### DATASET ###

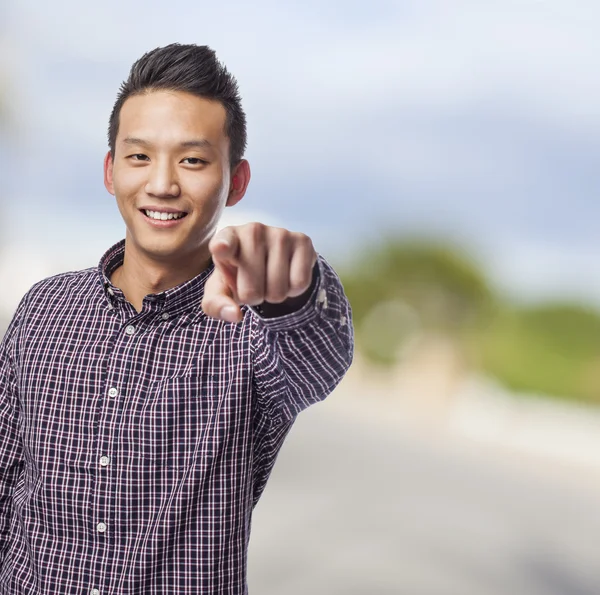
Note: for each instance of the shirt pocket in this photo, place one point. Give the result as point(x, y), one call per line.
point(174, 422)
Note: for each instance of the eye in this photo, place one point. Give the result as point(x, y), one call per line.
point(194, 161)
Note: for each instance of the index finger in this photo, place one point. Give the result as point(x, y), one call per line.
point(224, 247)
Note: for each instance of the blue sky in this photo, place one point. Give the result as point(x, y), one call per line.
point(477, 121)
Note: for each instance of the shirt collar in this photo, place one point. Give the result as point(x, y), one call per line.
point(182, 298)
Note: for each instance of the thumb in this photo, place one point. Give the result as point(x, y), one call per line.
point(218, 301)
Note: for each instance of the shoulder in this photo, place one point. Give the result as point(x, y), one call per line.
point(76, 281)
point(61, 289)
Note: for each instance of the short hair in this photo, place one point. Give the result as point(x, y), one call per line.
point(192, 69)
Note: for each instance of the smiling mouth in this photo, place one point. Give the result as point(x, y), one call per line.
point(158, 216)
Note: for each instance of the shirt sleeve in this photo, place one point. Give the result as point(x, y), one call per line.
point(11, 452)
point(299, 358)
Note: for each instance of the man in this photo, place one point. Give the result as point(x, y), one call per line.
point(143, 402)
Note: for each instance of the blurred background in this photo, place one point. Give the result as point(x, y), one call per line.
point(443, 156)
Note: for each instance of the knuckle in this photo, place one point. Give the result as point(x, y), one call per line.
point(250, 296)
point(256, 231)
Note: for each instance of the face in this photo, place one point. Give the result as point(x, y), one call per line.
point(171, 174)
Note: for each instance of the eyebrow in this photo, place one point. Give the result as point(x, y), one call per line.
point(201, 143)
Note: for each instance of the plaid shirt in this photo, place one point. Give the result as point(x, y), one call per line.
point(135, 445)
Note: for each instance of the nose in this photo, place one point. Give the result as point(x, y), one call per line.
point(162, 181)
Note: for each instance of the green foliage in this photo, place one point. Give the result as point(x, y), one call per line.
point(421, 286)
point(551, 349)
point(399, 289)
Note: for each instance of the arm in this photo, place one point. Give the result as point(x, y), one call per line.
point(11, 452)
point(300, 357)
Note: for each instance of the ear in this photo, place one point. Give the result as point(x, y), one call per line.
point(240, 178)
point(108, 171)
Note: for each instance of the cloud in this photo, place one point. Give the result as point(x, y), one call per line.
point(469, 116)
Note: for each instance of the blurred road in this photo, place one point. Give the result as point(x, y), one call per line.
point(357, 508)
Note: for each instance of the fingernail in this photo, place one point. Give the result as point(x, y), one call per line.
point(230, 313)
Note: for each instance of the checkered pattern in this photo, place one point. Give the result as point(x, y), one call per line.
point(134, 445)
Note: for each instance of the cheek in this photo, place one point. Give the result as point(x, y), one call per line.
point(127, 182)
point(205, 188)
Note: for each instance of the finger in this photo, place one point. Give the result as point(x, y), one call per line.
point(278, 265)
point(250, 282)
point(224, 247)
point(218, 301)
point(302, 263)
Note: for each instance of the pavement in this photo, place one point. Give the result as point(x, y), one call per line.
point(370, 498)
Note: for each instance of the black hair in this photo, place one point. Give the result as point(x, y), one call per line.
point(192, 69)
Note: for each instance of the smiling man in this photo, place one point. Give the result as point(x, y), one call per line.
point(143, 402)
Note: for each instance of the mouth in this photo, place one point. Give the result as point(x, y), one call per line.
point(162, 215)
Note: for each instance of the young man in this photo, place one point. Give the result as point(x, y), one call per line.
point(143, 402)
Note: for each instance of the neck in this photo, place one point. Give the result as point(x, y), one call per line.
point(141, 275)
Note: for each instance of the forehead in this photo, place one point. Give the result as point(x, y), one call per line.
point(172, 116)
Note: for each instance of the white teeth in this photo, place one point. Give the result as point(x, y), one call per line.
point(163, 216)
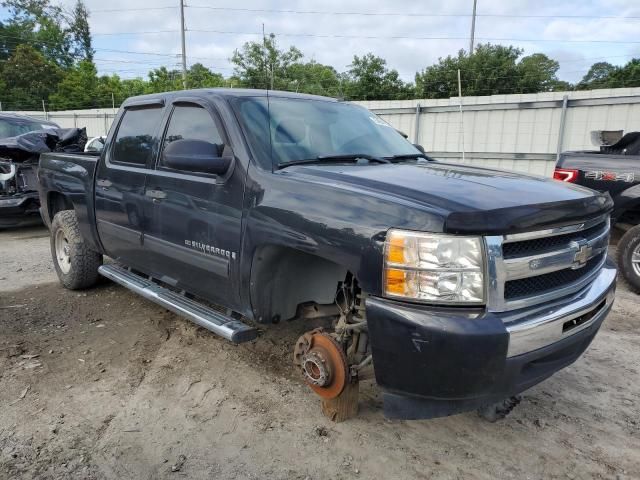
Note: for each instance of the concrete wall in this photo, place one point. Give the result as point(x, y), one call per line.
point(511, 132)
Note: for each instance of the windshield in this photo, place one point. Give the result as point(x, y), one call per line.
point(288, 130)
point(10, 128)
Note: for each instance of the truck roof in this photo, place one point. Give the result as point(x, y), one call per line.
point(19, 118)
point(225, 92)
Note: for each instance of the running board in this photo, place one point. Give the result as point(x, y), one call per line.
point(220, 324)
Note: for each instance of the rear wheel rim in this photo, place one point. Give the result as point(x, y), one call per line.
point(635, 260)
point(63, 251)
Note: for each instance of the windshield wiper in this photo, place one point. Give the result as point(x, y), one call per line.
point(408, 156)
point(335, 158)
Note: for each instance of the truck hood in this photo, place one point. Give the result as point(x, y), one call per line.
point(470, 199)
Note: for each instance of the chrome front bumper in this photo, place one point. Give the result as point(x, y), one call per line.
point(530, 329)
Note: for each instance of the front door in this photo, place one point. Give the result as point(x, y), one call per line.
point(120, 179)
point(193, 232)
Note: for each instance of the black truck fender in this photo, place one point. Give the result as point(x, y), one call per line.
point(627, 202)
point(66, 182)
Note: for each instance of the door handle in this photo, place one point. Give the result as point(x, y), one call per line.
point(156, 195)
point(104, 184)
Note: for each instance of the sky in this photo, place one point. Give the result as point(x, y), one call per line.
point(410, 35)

###
### DATASET ###

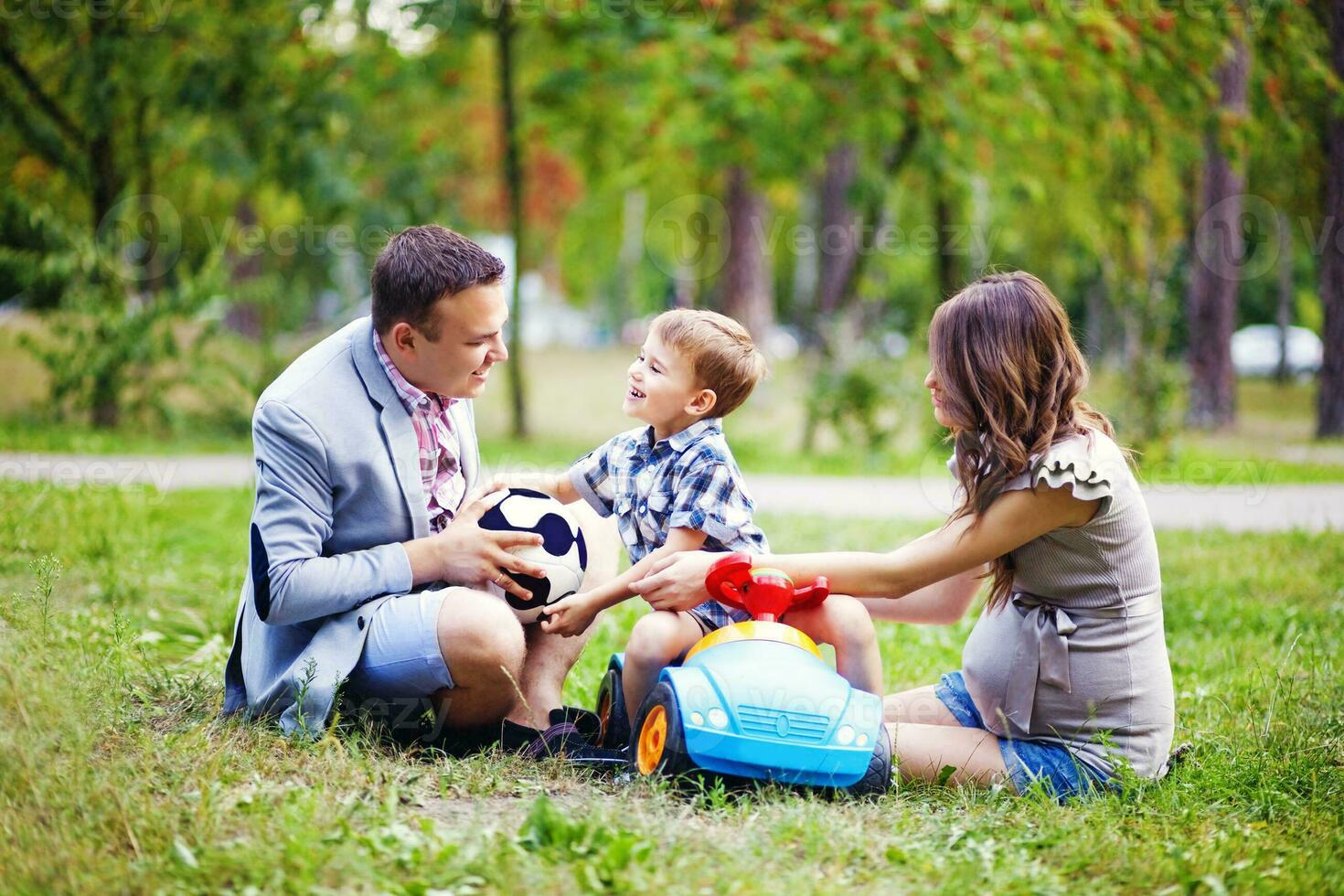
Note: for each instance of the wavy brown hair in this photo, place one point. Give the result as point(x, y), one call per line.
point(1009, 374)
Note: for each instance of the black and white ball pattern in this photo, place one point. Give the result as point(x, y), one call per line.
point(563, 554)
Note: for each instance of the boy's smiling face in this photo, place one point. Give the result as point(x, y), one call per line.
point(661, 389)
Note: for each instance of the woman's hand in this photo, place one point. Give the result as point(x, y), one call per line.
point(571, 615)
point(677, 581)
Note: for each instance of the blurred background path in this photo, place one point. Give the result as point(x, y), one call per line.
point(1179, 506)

###

#### [BRIEF]
Reproduce only the part of the listing that opens with the line containing "Note: for each instance of the shirt pocket" and closes with the line containing "point(158, 216)", requests included. Shift every coordinate in the answers up by 82.

#### [ANSWER TO THIS TASK]
Note: for each instance of the shirt pocket in this photo, place one point. Give the result as point(x, y), one call per line.
point(256, 504)
Note: for each instance of the eye in this photo, place one point. Give the result as point(x, y), one call per line.
point(276, 243)
Note: for each instance of the index finger in this photo, place one point. Give the result as point(x, y), one call per line.
point(306, 329)
Note: for each instance of the blue sky in this photo, place one point. Give the result as point(x, y), one call per line.
point(559, 203)
Note: for each instance of the shirt collar in this photo, place one point. Give the result as point(x, y), one call per line.
point(264, 380)
Note: for each instance of the thumb in this photo, place one point. Give the result as point(x, y), one call per line.
point(300, 383)
Note: for each instance of the shoulder in this photo, place one point. Give the result as point(x, y), one call per line.
point(158, 363)
point(143, 371)
Note: for each instance of the short hair in this photo, place one point. Give the result as point(x, y), one call per line.
point(274, 151)
Note: for each instance of the smiling mouth in this photo, place one point. Give the result as point(x, y), one call per line.
point(240, 298)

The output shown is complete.